Combinatorics - Rajesh Balasubramanian - CAT 100th Percentile - CAT 2011, 2012 and 2014 - Part (2/2)
Director, 2IIM Online CAT Preparation | IIT Madras | IIM Bangalore | CAT 100th percentile - CAT 2011, 2012 and 2014.
In how many ways can letters the word ATTITUDE be rearranged such that no two Ts are adjacent to each other?
ATTITUDE has 8 letters, of which 3 are Ts
Now, let us place the letters that are not Ts on a straight line. We have AIUDE. These can be arranged in 5! ways.
Now let us create slots between these letters to place the Ts in.
In order to ensure that no two Ts are adjacent to each other, let us create exactly one slot between any two letters.
A __ I __ U __ D __ E
Additionally, let us add one slot at the beginning and end as well as the Ts can go there also.
__ A __ I __ U __ D __ E__
Now, out of these 6 slots, some 3 can be T. That can be selected in 6C3 ways.
So, total number of words = 5! × 6C3 = 2400
Answer choice (b)
Possible Integer Solutions:
2a + 5b = 103. How many pairs of positive integer values can a, b take such that a > b?
Let us find the one pair of values for a, b.
a = 4, b = 19 satisfies this equation.
2×4 + 5×19 = 103.
Now, if we increase ‘a’ by 5 and decrease ‘b’ by 2 we should get the next set of numbers. We can keep repeating this to get all values.
Let us think about why we increase ‘a’ by 5 and decrease b by 2.
a = 4, b = 19 works.
Let us say, we increase ‘a’ by n, then the increase would be 2n.
This has to be offset by a corresponding decrease in b.
Let us say we decrease b by ‘m’.
This would result in a net drop of 5m.
In order for the total to be same, 2n should be equal to 5m.
The smallest value of m, n for this to work would be 2, 5.
a = 4, b = 19
a = 9, b = 17
a = 14, b = 15
And so on till
a = 49, b = 1
We are also told that ‘a’ should be greater than ‘b’, then we have all combinations from (19, 13) … (49, 1).
7 pairs totally
Rearrangement of Letters - Probability:
If all the rearrangements of the word AMAZON are considered, what is the probability that M will feature between the 2As?
For this type of question, we need to consider only the internal arrangement within the M and 2As.
M and 2As can be rearranged as AMA, AAM, or MAA.
So, the probability that M will feature between the 2As is 1/3.
Now, let us think why we need to consider only the M and 2As.
Let us start by considering a set of words where the M and 2 As are placed at positions 2, 3 and 5.
The other three letters have to be in slots 1, 4 and 6
Three letters can be placed in three different slots in 3! = 6 ways.
Now with __ M A __ A __ there are 6 different words.
With __ A M __ A __ there are 6 different words.
With __ A A __ M __ there are 6 different words.
For each selection of the positions for A,A and M, exactly one-third of words will have M between the two A’s.
This is why only the internal arrangement between A, A and M matters.

Written tasks
1. According to the combinatorics page, what is the probability that M appears between the two As in a rearrangement of AMAZON?
2. Transcribe the combinatorics page word for word, everything from "The other three" down to "A __ A __ there are 6 different words.".

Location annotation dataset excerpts
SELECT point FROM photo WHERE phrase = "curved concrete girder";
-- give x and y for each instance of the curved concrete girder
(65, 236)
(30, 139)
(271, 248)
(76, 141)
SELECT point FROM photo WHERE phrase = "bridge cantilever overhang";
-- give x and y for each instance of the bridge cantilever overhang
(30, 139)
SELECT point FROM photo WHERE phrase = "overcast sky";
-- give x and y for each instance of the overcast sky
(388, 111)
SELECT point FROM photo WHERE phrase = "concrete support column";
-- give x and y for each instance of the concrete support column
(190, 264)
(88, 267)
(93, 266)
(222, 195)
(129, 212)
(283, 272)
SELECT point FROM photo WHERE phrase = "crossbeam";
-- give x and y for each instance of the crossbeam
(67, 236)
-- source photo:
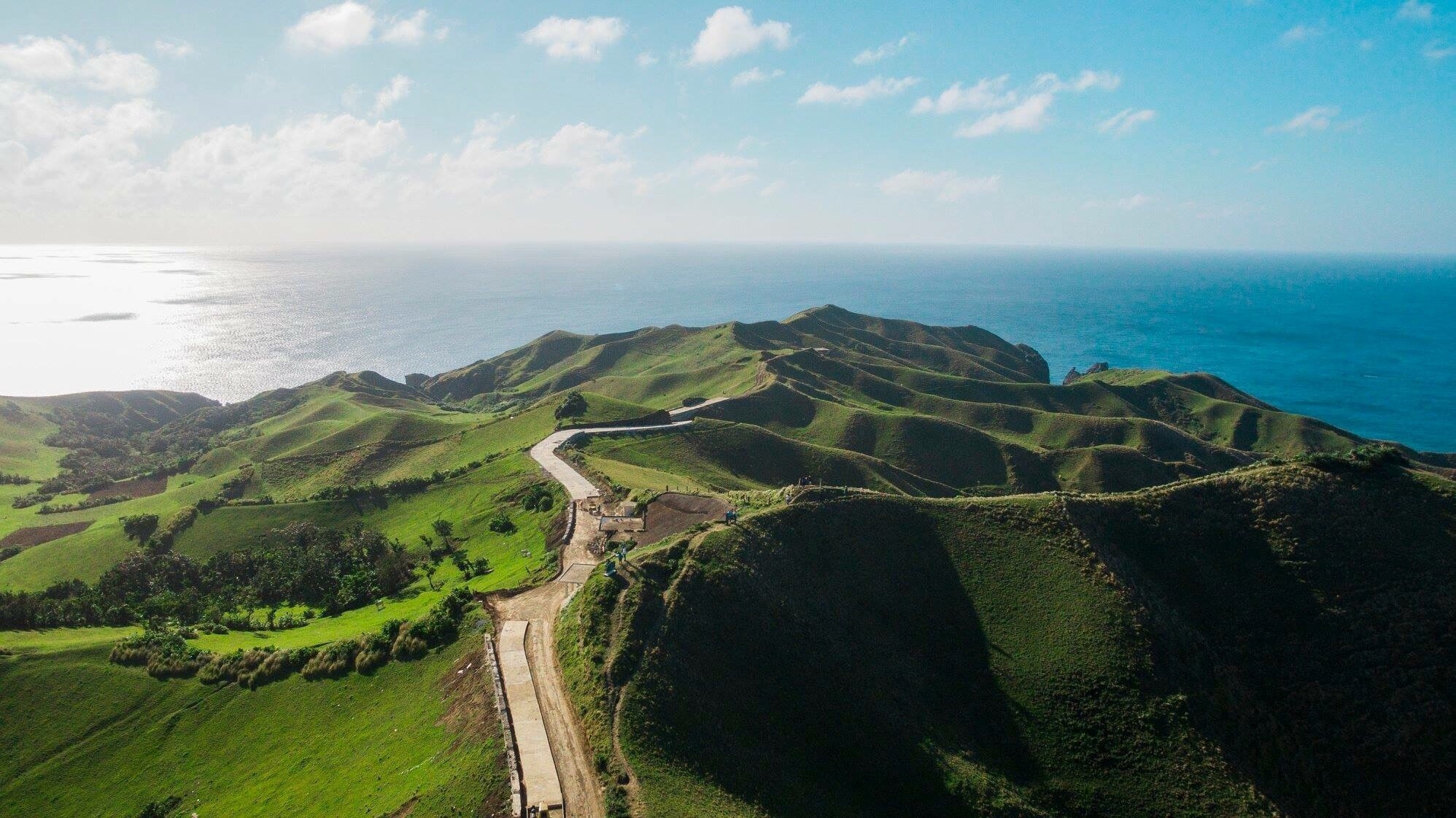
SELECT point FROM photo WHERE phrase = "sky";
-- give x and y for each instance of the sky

==

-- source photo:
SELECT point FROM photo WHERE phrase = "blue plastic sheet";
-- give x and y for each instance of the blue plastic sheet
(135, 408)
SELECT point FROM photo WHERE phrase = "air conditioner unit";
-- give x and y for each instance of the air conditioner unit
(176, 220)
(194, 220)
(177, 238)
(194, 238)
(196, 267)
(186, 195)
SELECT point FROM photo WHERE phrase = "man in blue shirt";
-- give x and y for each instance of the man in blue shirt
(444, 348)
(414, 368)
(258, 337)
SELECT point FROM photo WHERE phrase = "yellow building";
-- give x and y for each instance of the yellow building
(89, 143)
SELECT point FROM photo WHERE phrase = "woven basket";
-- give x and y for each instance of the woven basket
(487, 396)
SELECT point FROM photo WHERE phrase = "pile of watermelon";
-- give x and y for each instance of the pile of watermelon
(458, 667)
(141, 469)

Solutions below
1. 1/3

2.
The other three letters have to be in slots 1, 4 and 6
Three letters can be placed in three different slots in 3! = 6 ways.
Now with __ M A __ A __ there are 6 different words.